• **THE DATA**
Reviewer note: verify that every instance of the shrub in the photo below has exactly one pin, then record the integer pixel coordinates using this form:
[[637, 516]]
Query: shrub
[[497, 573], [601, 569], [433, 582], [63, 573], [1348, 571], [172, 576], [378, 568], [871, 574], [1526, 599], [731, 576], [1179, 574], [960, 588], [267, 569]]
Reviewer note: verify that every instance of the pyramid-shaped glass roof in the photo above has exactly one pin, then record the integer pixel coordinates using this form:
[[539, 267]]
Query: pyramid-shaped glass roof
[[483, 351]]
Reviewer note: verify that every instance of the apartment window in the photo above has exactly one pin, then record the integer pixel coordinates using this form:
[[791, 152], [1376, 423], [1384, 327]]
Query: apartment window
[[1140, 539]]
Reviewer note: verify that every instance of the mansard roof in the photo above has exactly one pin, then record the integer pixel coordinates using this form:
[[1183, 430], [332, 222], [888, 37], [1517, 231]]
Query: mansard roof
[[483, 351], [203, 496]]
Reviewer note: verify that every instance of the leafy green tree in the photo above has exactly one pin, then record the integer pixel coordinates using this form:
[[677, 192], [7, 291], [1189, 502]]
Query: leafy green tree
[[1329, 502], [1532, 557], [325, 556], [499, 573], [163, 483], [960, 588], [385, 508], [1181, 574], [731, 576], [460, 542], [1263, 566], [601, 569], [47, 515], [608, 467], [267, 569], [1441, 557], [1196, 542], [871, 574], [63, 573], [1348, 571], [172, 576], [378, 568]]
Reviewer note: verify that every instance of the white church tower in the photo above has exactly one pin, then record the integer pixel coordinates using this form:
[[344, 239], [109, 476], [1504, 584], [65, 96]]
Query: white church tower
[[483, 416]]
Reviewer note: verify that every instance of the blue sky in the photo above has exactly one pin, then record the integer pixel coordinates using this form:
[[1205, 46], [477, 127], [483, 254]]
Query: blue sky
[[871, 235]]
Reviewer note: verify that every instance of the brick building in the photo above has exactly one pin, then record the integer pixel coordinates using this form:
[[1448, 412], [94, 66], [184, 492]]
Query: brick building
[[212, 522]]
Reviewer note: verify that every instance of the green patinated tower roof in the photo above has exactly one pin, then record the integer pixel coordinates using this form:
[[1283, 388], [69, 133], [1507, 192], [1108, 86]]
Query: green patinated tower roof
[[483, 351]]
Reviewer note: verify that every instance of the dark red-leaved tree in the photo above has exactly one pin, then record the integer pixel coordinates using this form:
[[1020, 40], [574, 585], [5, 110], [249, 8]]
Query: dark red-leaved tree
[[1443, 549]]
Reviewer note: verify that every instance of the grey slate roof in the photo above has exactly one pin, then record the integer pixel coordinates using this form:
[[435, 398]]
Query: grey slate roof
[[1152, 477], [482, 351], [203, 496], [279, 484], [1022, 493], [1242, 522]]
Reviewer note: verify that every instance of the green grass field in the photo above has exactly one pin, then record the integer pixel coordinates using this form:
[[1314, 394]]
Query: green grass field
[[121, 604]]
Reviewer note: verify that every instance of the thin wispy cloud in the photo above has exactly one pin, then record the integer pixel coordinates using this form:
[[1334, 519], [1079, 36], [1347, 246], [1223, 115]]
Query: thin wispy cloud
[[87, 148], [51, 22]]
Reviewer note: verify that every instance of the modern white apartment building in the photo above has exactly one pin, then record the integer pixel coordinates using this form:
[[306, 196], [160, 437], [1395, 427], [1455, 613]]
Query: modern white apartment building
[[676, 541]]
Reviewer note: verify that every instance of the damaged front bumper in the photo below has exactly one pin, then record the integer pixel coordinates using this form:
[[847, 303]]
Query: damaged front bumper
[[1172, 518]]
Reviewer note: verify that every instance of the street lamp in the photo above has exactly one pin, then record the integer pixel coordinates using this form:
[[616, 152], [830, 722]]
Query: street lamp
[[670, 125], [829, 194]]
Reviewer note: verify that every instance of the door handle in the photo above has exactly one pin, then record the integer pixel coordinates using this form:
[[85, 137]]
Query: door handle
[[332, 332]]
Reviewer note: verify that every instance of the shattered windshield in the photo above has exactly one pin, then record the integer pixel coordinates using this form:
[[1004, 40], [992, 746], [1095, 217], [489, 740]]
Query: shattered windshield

• **EXERCISE DETAILS**
Scale the point coordinates in the answers by 1.3, rounding each to a whole number with halves going up, and write out again every line of the listing from the line containing "Reviewer note: verify that every instance of the thin" through the line containing "[[676, 541]]", both lines and the requests included. Leave the sample coordinates inside the requests as they are.

• **WRITTEN ANSWER**
Reviewer note: verify that every instance of the thin wispy cloud in the photo above has exactly one pin, then record the integer pixel coordinates using this form:
[[1334, 519], [1079, 36], [1347, 246], [1223, 115]]
Query: thin wispy cloud
[[113, 192], [66, 29]]
Reviewer note: verify that every instance of the modern white apartment building in the photo above has exactly one pin, then record the integer pixel coordinates using this form:
[[306, 196], [160, 437], [1395, 427], [1455, 613]]
Query: modern white apartment building
[[879, 703]]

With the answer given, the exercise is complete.